Exercise instructions: Would you set down the complete data below, exactly as shown?

[Stored data entries]
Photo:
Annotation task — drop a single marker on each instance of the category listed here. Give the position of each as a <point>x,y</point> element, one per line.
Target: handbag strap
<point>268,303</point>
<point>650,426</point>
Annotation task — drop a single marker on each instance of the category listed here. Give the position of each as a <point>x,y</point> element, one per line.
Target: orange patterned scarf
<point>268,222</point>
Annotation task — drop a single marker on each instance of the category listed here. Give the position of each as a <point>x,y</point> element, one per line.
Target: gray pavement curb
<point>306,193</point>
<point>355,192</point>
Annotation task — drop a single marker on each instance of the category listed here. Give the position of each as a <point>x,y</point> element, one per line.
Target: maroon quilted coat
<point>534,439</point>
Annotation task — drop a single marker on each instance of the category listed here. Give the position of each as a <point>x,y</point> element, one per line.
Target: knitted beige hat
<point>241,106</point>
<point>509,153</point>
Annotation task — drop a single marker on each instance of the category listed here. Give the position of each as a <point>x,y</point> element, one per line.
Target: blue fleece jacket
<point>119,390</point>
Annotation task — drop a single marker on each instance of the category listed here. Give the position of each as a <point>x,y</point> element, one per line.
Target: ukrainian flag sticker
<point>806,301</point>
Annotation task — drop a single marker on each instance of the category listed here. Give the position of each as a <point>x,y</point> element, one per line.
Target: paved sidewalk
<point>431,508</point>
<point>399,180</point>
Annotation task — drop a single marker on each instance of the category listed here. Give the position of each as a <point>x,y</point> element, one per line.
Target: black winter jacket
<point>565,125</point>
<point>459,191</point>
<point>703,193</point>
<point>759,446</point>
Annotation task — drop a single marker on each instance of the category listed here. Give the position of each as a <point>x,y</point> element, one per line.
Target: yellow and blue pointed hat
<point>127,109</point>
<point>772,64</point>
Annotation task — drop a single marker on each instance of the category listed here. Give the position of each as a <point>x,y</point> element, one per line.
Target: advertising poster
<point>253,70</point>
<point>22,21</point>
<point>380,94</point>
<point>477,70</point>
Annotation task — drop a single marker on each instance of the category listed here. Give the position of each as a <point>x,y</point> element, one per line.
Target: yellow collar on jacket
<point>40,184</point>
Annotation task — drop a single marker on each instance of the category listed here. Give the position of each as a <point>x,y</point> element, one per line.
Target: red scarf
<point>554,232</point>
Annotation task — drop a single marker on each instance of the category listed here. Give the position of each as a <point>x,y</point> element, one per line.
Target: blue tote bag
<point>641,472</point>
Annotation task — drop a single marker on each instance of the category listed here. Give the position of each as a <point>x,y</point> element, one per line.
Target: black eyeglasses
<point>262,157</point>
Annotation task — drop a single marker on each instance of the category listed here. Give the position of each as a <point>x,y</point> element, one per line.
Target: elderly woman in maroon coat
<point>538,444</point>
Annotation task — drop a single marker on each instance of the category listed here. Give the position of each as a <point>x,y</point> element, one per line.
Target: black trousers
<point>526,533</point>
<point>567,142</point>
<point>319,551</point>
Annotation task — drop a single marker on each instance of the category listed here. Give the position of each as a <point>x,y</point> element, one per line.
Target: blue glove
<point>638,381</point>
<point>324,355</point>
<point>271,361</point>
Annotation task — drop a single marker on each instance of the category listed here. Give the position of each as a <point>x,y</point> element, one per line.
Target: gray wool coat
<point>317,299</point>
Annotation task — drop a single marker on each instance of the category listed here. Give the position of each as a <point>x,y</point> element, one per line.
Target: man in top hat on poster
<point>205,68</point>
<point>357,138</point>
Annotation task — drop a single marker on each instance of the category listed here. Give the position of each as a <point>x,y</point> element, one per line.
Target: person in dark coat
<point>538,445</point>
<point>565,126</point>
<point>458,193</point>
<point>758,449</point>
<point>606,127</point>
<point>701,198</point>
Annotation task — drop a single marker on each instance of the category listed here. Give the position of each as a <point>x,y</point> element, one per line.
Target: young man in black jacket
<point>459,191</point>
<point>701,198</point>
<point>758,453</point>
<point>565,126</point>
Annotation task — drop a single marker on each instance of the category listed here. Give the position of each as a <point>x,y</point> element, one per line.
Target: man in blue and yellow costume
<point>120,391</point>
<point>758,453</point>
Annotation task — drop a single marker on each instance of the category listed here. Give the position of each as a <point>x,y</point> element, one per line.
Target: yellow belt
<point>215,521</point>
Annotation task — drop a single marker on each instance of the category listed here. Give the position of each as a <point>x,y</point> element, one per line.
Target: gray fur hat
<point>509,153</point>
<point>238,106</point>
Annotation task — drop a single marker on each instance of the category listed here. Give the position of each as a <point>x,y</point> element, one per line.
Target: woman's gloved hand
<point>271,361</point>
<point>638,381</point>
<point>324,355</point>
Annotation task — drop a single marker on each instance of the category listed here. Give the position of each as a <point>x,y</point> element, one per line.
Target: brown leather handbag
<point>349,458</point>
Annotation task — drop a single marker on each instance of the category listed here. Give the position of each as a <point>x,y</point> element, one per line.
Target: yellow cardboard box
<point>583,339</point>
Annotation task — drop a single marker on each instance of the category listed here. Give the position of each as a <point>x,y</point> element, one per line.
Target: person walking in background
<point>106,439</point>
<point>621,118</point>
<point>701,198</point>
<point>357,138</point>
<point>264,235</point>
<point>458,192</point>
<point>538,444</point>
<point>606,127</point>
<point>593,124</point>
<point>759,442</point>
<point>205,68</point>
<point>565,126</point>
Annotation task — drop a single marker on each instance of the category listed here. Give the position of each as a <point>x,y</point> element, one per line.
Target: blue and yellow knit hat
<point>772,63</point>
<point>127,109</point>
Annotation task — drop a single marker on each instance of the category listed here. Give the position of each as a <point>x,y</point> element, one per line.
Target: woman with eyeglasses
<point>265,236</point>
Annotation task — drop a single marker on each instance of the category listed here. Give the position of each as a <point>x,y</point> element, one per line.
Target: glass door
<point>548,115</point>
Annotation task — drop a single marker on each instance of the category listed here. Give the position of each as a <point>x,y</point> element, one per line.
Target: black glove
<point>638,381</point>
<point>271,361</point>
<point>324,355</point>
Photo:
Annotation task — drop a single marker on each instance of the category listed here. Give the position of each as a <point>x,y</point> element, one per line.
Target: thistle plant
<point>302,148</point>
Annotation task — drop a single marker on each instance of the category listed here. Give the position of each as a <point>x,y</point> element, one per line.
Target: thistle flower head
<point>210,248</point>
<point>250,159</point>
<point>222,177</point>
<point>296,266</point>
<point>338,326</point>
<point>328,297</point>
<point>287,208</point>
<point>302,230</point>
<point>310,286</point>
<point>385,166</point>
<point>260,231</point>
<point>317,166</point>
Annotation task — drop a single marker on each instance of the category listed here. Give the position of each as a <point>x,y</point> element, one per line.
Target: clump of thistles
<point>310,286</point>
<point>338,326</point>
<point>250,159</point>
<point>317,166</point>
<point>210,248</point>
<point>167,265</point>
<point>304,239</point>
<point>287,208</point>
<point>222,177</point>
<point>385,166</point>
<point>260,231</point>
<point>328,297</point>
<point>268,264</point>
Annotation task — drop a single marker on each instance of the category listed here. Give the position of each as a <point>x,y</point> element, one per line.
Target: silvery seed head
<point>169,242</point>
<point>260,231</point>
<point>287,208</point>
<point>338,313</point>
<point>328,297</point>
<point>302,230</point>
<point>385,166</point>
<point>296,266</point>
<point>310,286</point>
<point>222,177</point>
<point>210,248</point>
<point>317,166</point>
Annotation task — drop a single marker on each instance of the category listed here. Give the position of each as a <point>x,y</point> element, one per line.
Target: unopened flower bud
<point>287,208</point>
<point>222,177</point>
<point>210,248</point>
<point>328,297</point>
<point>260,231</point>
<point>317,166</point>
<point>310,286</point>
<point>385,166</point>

Answer to the exercise:
Photo:
Annotation task — drop a single marker on each instance of the category listed here. Give the position of each as a <point>x,y</point> element, one per line.
Target: handbag strap
<point>268,303</point>
<point>650,426</point>
Annotation task — drop a single marker on each instance of the category listed here. Give the position of each as a <point>x,y</point> element, one per line.
Target: orange patterned scarf
<point>268,222</point>
Annotation task — drop a single marker on each instance of the category listed here. Give the position of each as a <point>x,y</point> element, one per line.
Target: gray pavement curb
<point>306,193</point>
<point>355,192</point>
Annotation task — drop a single marker on each instance of the category listed here. Give the position of each as a <point>x,y</point> element, one per line.
Target: maroon quilted coat
<point>534,439</point>
Annotation task — drop a single marker on each instance of the category listed here. Give the position of each as a <point>x,y</point> element, one per line.
Target: knitted beige hat
<point>241,106</point>
<point>509,153</point>
Annotation task — drop a single marker on each instance of the category listed here. Give the position of each as a <point>x,y</point> element, one per line.
Target: blue fleece jacket
<point>119,390</point>
Annotation task — drop a single marker on each instance of the category listed here. Give the position of each as a <point>x,y</point> element, one per line.
Target: ukrainian flag sticker
<point>806,301</point>
Annotation task — drop a single marker on each instance of the category listed here. Give the position of each as a <point>x,y</point> element, one per line.
Target: paved sidewalk
<point>431,508</point>
<point>399,180</point>
Annotation task — drop a single marker on each instance of the category listed here. Give the position of each as a <point>x,y</point> element, one per line.
Target: black winter jacket
<point>565,125</point>
<point>459,191</point>
<point>703,193</point>
<point>759,446</point>
Annotation task — drop a single marker on each instance of the category listed here. Give the position of each as a <point>x,y</point> element, one per line.
Target: yellow and blue pointed hat
<point>127,109</point>
<point>772,64</point>
Annotation task — drop a single marker on each instance of the category listed here. Give the position of each as a <point>x,y</point> element, one per line.
Target: advertising poster
<point>253,70</point>
<point>22,21</point>
<point>380,94</point>
<point>477,70</point>
Annotation task — drop a single marker on each instance of the category listed here. Give the position of each as a <point>x,y</point> element, one per line.
Target: yellow collar on jacket
<point>40,184</point>
Annotation task — drop a single marker on each instance of the category listed here. Give the position of each as a <point>x,y</point> element, one per line.
Target: red scarf
<point>554,232</point>
Annotation task — drop a single marker on each instance of the category listed here. Give the position of each as a <point>x,y</point> element, one per line.
Target: blue tote bag
<point>641,472</point>
Annotation task — drop a single marker on each instance of the category listed here. Give the position of each as a <point>x,y</point> element, one per line.
Target: black eyeglasses
<point>262,157</point>
Annotation task — drop a single marker on each instance of the category listed here. Give the position of each as a <point>x,y</point> element, one per line.
Target: elderly woman in maroon coat
<point>538,444</point>
Annotation task — drop a single marker on each instance of the category listed here. Give the position of each as a <point>x,y</point> element, one per line.
Target: black trousers
<point>526,533</point>
<point>567,142</point>
<point>319,551</point>
Annotation task — drop a single marker on each instance of the category listed here. Give the position of each as a <point>x,y</point> element, one per line.
Target: blue glove
<point>638,381</point>
<point>324,355</point>
<point>271,361</point>
Annotation task — drop a single marker on each instance of the category listed here. Give the position of each as a <point>x,y</point> element, one per line.
Target: gray wool coat
<point>317,299</point>
Annotation task — drop a single marker on each instance of the category listed here. Give the position of each as a <point>x,y</point> element, one per line.
Target: man in top hat on poster
<point>205,68</point>
<point>357,138</point>
Annotation task — drop a single marker on each instance of the category listed here. Give the position of each as a <point>x,y</point> element, one per line.
Target: person in dark coat
<point>538,445</point>
<point>565,126</point>
<point>458,193</point>
<point>758,449</point>
<point>606,127</point>
<point>701,198</point>
Annotation task — drop a single marker on each instance of the category listed here. Give the position of each as a <point>x,y</point> element, one per line.
Target: young man in black jacket
<point>459,191</point>
<point>701,198</point>
<point>758,453</point>
<point>565,126</point>
Annotation task — drop a single marker on each instance of the category listed here. Give the position of each as a <point>x,y</point> element, one per line.
Target: man in blue and yellow costume
<point>120,391</point>
<point>758,453</point>
Annotation task — drop a single marker on each instance of the category listed here. Give the position of each as a <point>x,y</point> element, one per line.
Target: yellow belt
<point>215,521</point>
Annotation task — drop a single marker on each instance of the category listed here. Give the position of each as a <point>x,y</point> element, one per line.
Target: gray fur hat
<point>509,153</point>
<point>238,106</point>
Annotation task — drop a single marker on each instance of the category listed here. Give the position of each as a <point>x,y</point> element, one per line.
Target: woman's gloved hand
<point>271,361</point>
<point>638,381</point>
<point>324,355</point>
Annotation task — drop a single marker on each instance of the category listed here. Give the position of each as a <point>x,y</point> element, one per line.
Target: brown leather handbag
<point>349,458</point>
Annotation task — drop a single marker on each instance of the category listed here. Give the position of each as a <point>x,y</point> element, one per line.
Target: yellow cardboard box
<point>583,339</point>
Annotation task — drop a single marker on each instance of the category listed here. Give the position of each as a <point>x,y</point> element, one per line.
Target: person walking in background
<point>106,439</point>
<point>621,118</point>
<point>701,198</point>
<point>357,138</point>
<point>264,235</point>
<point>458,192</point>
<point>538,444</point>
<point>606,127</point>
<point>593,124</point>
<point>759,442</point>
<point>205,68</point>
<point>565,126</point>
Annotation task — drop a single marker on each instance of the category listed here. Give the position of each as a <point>x,y</point> element, one per line.
Target: blue and yellow knit hat
<point>772,63</point>
<point>127,109</point>
Annotation task — drop a single marker on each instance of the category listed here. Give the position of each as a <point>x,y</point> element, one per line.
Target: woman with eyeglasses
<point>265,236</point>
Annotation task — drop a single marker on each instance of the category listed here. Give the position of each as a <point>x,y</point> element, one per line.
Target: glass door
<point>548,115</point>
Annotation task — drop a single marker on each instance of the category listed here. Give the position of each as a <point>x,y</point> element, one per line.
Target: black glove
<point>638,381</point>
<point>271,361</point>
<point>324,355</point>
Photo:
Annotation task — drop a single marker on each instance of the category listed here. Give the position of each as a <point>x,y</point> element, one per line.
Target: thistle plant
<point>302,148</point>
Annotation task — drop a single marker on each instance of the category listed here. Give the position of each as a <point>x,y</point> element, one per line.
Target: thistle flower head
<point>210,248</point>
<point>250,159</point>
<point>222,177</point>
<point>296,266</point>
<point>338,326</point>
<point>328,297</point>
<point>287,208</point>
<point>302,230</point>
<point>310,286</point>
<point>385,166</point>
<point>260,231</point>
<point>317,166</point>
Annotation task — drop a single marker on each instance of the category listed here. Give the position of each as a <point>x,y</point> element, one per line.
Target: clump of thistles
<point>310,286</point>
<point>338,326</point>
<point>250,159</point>
<point>317,166</point>
<point>210,248</point>
<point>167,265</point>
<point>304,239</point>
<point>287,208</point>
<point>222,177</point>
<point>385,166</point>
<point>260,231</point>
<point>328,297</point>
<point>268,264</point>
Annotation task — drop a single marker on each instance of the category listed here. Give the position of each as a <point>x,y</point> element, one per line.
Target: silvery seed head
<point>169,242</point>
<point>260,231</point>
<point>287,208</point>
<point>338,313</point>
<point>328,297</point>
<point>302,230</point>
<point>385,166</point>
<point>296,266</point>
<point>310,286</point>
<point>222,177</point>
<point>210,248</point>
<point>317,166</point>
Annotation task — drop a single marker on each instance of the category listed here. Give the position of each as a <point>x,y</point> element, one per line.
Target: unopened flower bud
<point>287,208</point>
<point>222,177</point>
<point>210,248</point>
<point>328,297</point>
<point>260,231</point>
<point>317,166</point>
<point>310,286</point>
<point>385,166</point>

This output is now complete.